Task brief
Reproduce the data from the line containing "Someone claims the necktie" through the line containing "22;26;32;34", swapping every "Someone" for "A user" and leaving everything else unchanged.

-- Begin Record set --

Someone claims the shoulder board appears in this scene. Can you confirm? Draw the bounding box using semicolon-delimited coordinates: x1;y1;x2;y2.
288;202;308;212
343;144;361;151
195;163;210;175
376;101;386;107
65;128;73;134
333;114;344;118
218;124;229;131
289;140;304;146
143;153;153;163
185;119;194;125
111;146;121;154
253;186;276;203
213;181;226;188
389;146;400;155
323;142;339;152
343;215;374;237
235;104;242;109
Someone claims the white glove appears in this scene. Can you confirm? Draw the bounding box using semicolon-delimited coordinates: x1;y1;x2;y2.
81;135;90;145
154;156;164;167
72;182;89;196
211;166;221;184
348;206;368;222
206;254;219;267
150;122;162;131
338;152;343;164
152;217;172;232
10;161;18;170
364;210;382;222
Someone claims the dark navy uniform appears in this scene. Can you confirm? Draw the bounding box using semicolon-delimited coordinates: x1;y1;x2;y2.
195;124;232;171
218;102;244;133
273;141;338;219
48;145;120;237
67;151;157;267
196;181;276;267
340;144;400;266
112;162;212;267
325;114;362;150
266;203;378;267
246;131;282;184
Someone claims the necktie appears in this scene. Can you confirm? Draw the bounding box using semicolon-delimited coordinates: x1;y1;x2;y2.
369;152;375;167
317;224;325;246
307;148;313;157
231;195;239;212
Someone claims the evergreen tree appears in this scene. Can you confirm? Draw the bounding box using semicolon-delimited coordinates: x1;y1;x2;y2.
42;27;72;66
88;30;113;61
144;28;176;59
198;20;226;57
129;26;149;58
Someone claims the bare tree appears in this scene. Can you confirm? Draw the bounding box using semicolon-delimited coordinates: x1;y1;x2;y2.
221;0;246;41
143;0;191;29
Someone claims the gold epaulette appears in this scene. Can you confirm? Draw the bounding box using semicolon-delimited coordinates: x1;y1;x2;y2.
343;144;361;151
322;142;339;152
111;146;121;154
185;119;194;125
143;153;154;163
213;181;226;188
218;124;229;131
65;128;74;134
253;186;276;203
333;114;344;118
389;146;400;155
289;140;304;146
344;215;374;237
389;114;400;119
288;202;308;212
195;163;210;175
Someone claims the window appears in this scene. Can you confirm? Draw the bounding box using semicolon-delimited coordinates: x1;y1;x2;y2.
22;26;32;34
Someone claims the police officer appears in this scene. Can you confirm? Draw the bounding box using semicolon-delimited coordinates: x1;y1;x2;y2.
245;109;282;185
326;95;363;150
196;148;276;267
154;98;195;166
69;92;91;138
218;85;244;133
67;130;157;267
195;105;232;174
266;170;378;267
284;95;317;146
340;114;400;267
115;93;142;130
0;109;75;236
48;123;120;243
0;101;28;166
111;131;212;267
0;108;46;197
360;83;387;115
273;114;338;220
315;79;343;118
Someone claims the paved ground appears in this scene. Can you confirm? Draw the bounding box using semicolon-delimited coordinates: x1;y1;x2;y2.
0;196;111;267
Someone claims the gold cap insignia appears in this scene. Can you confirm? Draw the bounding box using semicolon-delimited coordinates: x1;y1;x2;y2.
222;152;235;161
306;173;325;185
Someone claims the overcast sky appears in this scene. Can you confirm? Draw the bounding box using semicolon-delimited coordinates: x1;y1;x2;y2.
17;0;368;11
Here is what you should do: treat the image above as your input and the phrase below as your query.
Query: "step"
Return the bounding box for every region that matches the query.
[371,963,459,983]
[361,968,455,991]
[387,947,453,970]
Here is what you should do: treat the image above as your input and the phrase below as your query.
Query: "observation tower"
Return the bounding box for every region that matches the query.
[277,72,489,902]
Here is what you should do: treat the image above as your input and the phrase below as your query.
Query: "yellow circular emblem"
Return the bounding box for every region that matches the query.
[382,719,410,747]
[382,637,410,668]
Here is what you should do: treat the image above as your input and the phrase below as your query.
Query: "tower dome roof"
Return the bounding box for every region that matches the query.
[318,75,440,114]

-- End Record set --

Right answer
A user claims the necktie appears in this scene. Can you confirm? Draw the bounding box using semicolon-delimited coordinates: x1;y1;x2;y2.
369;152;375;167
317;224;325;246
307;148;313;157
231;195;239;212
A user claims the evergreen tree appears in this scene. Can you confirm? Draw the bounding box using semicolon-delimited coordinates: x1;y1;x2;y2.
42;27;72;66
88;30;113;61
144;28;176;59
198;20;226;57
129;26;149;58
A user claims the bare tree appears in this scene. Can you confirm? Draw the bounding box using semicolon-delimited coordinates: x1;y1;x2;y2.
221;0;246;41
143;0;191;29
A user claims the gold epaulette appears in this scene. Can you confirm? Draw the bounding box using semicolon-delimited coordinates: x1;y1;x2;y2.
343;144;361;151
322;142;339;152
111;146;121;154
185;119;194;125
143;153;154;163
213;181;226;188
218;124;229;131
65;128;74;134
253;186;276;203
333;114;344;118
389;146;400;155
289;140;304;146
344;215;374;237
389;114;400;119
288;202;308;212
195;163;210;175
A user claims the window appears in this scene. Can you confirm? Draw the bounding box using semicolon-delimited coordinates: x1;y1;x2;y2.
22;26;32;34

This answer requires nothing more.